Document section:
By Kaylee Johnson
Campus News
If you have noticed that men are getting crasser with their “flirting” attempts, you are not alone, and you probably have a couple of dating apps downloaded on your phone. Over coffee last semester, my close friend said, “Dating apps are meant for hook ups and validation, nothing else.” She might be right, as I have been on and off of dating apps for months and the few dates I have been on resulted in near date rape, stories about mental illness and vain, pompous monologues and tantrums.
This might just be my own introverted personality, but the only relationships I have ever had have started when I least expected them, in person. Dating apps feel like impersonal ego boosters, while meeting a man in a coffee shop or a college class has an authentic gloss that the artificial nature of social media can never compare to.
Unfortunately, it has been near impossible to date organically, as the country has been shut down due to the COVID-19 pandemic, so like many other lonely, semi-pathetic young people, I have hit rock bottom and resorted back to the lowest level of relationships, online dating. Tinder is an eternal circle of superficial conversations and X-rated objectifying one-liners, but it can also be oddly entertaining. After a troubling breakup, I thought reentering the local dating scene would be an effective coping mechanism, but I found that Tinder dating is not the same as traditional dating. Men seem to believe sex is implied after dates, even if it is an afternoon coffee date. As a liberal feminist, this notion of men believing that they have free range to a woman’s body, if they chat with her for a couple of hours over drinks is stunningly backwards, and I attribute blame to dating apps and the fetishization of porn culture.

Information given:
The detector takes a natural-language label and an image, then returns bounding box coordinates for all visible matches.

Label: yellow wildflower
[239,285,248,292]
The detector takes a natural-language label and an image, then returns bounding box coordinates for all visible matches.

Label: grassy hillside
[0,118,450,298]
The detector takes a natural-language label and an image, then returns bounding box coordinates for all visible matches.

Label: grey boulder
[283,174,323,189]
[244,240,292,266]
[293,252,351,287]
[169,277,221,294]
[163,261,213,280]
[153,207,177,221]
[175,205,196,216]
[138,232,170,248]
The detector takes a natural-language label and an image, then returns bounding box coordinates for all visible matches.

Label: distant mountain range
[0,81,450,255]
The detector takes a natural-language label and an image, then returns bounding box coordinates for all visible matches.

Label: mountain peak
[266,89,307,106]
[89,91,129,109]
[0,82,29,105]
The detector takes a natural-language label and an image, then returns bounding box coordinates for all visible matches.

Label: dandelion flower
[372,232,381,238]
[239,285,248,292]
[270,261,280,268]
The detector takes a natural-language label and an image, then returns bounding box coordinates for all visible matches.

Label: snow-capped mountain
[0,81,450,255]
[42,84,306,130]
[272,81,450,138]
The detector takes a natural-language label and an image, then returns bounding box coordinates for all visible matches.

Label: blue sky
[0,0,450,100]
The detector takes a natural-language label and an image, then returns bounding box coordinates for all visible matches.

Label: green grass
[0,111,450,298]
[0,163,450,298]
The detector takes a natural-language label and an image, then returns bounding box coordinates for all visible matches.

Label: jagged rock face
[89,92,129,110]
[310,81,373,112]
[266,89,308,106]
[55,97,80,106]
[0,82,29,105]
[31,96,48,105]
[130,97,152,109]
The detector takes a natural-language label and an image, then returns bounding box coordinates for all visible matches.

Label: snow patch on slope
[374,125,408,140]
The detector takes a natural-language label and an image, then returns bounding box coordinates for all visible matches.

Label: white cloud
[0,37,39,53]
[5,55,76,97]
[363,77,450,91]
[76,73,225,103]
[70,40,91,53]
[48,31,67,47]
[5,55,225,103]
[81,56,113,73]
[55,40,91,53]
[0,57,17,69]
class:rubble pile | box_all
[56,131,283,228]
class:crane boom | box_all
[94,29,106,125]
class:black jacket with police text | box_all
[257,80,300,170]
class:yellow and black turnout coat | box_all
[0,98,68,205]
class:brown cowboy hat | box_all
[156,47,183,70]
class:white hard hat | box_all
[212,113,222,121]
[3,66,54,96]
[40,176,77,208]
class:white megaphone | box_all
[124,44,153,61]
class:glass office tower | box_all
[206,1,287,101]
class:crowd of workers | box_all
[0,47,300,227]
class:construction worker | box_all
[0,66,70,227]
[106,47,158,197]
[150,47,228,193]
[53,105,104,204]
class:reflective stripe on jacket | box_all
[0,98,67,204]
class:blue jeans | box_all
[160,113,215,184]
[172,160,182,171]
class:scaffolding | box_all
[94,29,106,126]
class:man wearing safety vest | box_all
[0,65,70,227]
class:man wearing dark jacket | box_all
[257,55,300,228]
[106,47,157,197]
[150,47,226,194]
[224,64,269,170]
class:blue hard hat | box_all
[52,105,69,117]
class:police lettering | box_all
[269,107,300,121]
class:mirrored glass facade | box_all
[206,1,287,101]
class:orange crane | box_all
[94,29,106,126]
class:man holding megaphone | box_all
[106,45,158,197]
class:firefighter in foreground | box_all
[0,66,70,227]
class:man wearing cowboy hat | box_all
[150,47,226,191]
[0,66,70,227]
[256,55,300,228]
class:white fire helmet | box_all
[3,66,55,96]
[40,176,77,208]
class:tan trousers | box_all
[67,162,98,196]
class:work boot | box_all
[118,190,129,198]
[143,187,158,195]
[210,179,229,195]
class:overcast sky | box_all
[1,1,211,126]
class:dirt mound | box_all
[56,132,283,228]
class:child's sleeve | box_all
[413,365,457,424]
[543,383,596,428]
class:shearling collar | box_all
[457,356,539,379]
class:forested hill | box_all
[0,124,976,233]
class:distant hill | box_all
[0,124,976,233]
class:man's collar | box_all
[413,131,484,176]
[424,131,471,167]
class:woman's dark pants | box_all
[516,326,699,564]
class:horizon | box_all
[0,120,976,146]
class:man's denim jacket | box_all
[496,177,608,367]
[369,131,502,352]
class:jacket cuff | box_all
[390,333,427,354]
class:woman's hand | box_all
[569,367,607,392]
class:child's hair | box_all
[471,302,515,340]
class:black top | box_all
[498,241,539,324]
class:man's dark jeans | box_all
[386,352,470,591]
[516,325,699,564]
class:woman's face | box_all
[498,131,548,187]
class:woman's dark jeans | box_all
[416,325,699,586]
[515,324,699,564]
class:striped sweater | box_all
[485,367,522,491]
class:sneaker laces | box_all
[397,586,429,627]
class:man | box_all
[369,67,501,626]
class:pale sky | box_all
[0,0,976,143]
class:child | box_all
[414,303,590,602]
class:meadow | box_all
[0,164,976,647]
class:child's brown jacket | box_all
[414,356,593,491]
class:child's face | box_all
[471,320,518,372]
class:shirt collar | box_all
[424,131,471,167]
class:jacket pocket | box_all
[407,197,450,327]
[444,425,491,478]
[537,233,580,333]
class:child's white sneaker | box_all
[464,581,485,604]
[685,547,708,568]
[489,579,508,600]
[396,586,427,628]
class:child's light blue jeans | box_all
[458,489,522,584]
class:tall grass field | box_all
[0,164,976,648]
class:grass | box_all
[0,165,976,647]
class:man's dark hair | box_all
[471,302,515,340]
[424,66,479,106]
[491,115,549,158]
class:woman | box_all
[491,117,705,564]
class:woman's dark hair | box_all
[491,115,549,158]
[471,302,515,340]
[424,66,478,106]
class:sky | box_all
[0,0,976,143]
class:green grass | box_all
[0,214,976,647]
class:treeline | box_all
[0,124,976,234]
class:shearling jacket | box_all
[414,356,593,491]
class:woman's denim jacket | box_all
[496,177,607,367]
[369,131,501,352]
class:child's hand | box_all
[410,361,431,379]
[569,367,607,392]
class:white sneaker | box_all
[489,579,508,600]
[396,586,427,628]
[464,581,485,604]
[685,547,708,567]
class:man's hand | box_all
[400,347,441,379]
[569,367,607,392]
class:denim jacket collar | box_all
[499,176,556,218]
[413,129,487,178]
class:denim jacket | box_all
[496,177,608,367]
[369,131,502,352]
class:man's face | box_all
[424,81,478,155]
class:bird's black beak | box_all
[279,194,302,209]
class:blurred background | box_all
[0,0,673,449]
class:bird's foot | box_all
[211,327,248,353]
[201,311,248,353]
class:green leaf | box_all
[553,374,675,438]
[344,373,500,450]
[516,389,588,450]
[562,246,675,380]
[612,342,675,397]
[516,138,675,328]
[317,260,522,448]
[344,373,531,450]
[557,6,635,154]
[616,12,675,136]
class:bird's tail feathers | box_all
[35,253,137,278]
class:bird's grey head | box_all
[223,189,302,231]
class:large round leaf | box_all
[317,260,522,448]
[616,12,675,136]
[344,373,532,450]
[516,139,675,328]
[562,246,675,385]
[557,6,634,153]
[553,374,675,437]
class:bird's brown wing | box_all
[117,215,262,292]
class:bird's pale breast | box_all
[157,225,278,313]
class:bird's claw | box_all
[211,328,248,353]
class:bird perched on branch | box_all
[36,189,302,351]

Prompt:
Reproduce the campus news column on dating apps verbatim, from the byline through the final sentence.

Task response:
By Kaylee Johnson
Campus News
If you have noticed that men are getting crasser with their “flirting” attempts, you are not alone, and you probably have a couple of dating apps downloaded on your phone. Over coffee last semester, my close friend said, “Dating apps are meant for hook ups and validation, nothing else.” She might be right, as I have been on and off of dating apps for months and the few dates I have been on resulted in near date rape, stories about mental illness and vain, pompous monologues and tantrums.
This might just be my own introverted personality, but the only relationships I have ever had have started when I least expected them, in person. Dating apps feel like impersonal ego boosters, while meeting a man in a coffee shop or a college class has an authentic gloss that the artificial nature of social media can never compare to.
Unfortunately, it has been near impossible to date organically, as the country has been shut down due to the COVID-19 pandemic, so like many other lonely, semi-pathetic young people, I have hit rock bottom and resorted back to the lowest level of relationships, online dating. Tinder is an eternal circle of superficial conversations and X-rated objectifying one-liners, but it can also be oddly entertaining. After a troubling breakup, I thought reentering the local dating scene would be an effective coping mechanism, but I found that Tinder dating is not the same as traditional dating. Men seem to believe sex is implied after dates, even if it is an afternoon coffee date. As a liberal feminist, this notion of men believing that they have free range to a woman’s body, if they chat with her for a couple of hours over drinks is stunningly backwards, and I attribute blame to dating apps and the fetishization of porn culture.